▶ ARTICLE:

****************************************

The Nature of Evil

A good friend of mine, Paul Schlehr, made an interesting comment on a recent blog I wrote about the “banality” of evil. That word is Hannah Arendt’s and it is used by her to describe the evil she witnessed in covering the trial of Adolph Eichmann. Paul suggested that her analysis does not cover every possible case of evil and he has suggested in the past an interesting model — a human “bell curve” from good to evil with most of us in the middle somewhere and folks at either end either thoroughly evil or inherently good, even saintly.

Now, to begin with, we live in an age that denies the legitimacy of such words as “evil,” insisting the “good” and “evil” are merely words we attach to personal perspectives of our own private worlds. “It’s all relative,” we hear on every street corner. I suggest that this view is simplistic and am convinced on philosophical and psychological grounds that there is evil and that humans are quite capable of performing evil deeds as well as extraordinary acts of generosity and compassion. I find my friend’s model, the bell curve, quite appealing. Most of us do seem to be somewhere in the middle and there are those — like the man mentioned by Paul in his comment who beat up a homeless person on the street because the latter witnessed him stealing from a second homeless man — or like the men who tied up a young Frenchman and beat him with a crowbar and made him watch as they gang-raped his girl friend on a public transport in Rio de Janeiro recently, as reported by Yahoo News.

****************************************

▶ DATA SHOWN:
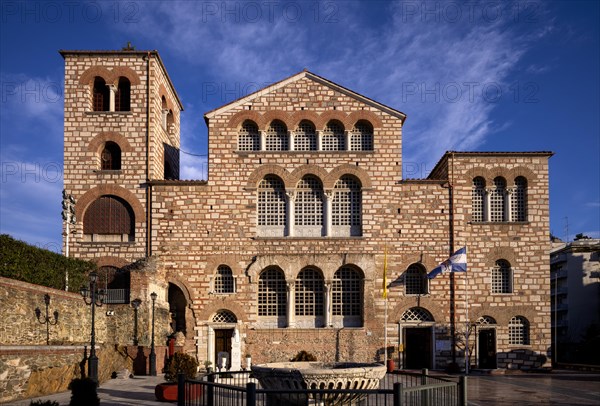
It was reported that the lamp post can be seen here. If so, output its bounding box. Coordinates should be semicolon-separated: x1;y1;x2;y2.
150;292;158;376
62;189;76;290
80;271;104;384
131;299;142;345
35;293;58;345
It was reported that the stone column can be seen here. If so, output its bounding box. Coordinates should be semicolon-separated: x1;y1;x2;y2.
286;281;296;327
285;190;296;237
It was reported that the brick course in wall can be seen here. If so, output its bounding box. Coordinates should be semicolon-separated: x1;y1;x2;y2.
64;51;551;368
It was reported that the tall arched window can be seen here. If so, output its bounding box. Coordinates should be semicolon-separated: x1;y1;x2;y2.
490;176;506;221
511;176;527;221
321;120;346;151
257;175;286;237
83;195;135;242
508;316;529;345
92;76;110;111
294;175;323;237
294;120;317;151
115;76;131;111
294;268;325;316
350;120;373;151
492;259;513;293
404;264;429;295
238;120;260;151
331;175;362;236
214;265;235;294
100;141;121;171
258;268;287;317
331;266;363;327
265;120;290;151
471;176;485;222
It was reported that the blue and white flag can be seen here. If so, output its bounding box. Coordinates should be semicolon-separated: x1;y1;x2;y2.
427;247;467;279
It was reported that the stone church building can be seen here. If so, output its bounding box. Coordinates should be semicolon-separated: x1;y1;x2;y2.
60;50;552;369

****************************************

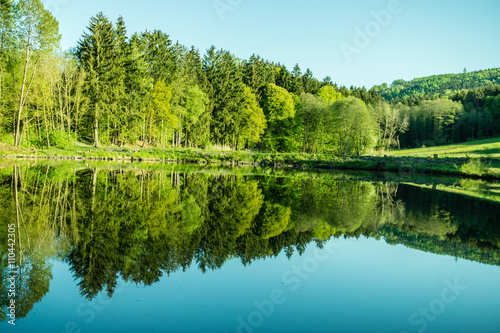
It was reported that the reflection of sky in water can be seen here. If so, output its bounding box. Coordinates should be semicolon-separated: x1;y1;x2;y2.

****************************************

▶ REQUIREMENTS:
1: Return the passage of the essay on evil between "The Nature of Evil" and "good, even saintly.", inclusive.
2: Answer these questions from the essay on evil:
(a) Whose trial was Hannah Arendt covering when she described evil as banal?
(b) What model has Paul proposed for ranging people from good to evil?
(c) In which city did the attack on the young Frenchman take place?
3: Extend the essay on evil from the point where it stops.
The entries have no role here.

▶ RESULTS OF THE TASKS:
1:
The Nature of Evil

A good friend of mine, Paul Schlehr, made an interesting comment on a recent blog I wrote about the “banality” of evil. That word is Hannah Arendt’s and it is used by her to describe the evil she witnessed in covering the trial of Adolph Eichmann. Paul suggested that her analysis does not cover every possible case of evil and he has suggested in the past an interesting model — a human “bell curve” from good to evil with most of us in the middle somewhere and folks at either end either thoroughly evil or inherently good, even saintly.

2:
(a) Adolph Eichmann's
(b) A human "bell curve"
(c) Rio de Janeiro

3:
These strike me as examples of unmitigated evil, a sign that these people are without conscience and quite capable of inflicting pain on others and quite possibly enjoying it. This clearly goes beyond the notion of “banality” that Arendt speaks about. This is not mere thoughtlessness, as Paul correctly points out. Sigmund Freud seems to have been closer to the truth. You may recall that he was convinced we all repress sadistic impulses — which come out when we laugh at the clown who gets hit with a pie in the face, for example — or when the chair is removed from under the man about to sit down at the table. In fact, laughter is one of the main ways we release these sadistic impulses according to Freud. The impulses themselves are not socially acceptable and we are brought up to suppress them as much as possible. We do so, according to Freud, by means of the formation of our conscience  (the “Super Ego”) which keeps those impulses at bay long after we learn to repress them as children. Humor is socially acceptable, as is the vicarious delight we take in viewing an accident, or violent games on TV. Whether we like to admit it or not, these sadistic impulses are there and some people don’t bother to suppress them but rather take delight in expressing them in violent acts toward others — like those actions mentioned above.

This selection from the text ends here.